# Exercise text
# # # # # # #
Dan O It's not that the country's leading insurance companies are against painless colonoscopies or improved at-home post-op pain relief, only that they've decided to no longer pay for these things because, they say, they're not "medically necessary" (propofol for colonoscopy) and they're "experimental" (pain pumps). We disagree.

Dan O WellPoint, Inc., the country's biggest health insurer, issued new medical guidelines last month that stated anesthesiologists' assistance in routine colonoscopies isn't medically necessary. It seems that the growing number of patients having colonoscopies under propofol sedation was inflating the cost too much.

You could argue that propofol is more of a nicety than a necessity in this case, but don't you think that the availability of propofol helps persuade more people to get screened?

In the continuing quest to send otherwise healthy patients home just a few hours after surgery, the key is controlling post-operative pain, especially during the first 24 post-op hours.
# # # # # # #
# Supplied entries
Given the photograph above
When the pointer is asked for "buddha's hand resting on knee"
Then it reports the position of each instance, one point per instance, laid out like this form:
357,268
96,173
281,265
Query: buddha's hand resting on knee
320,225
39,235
# # # # # # #
# What to work on
Could you copy the insurance text again, everything from "In the continuing" down to "24 post-op hours.", but replace "post-operative pain" with "postsurgical pain"?

# Written answer
In the continuing quest to send otherwise healthy patients home just a few hours after surgery, the key is controlling postsurgical pain, especially during the first 24 post-op hours.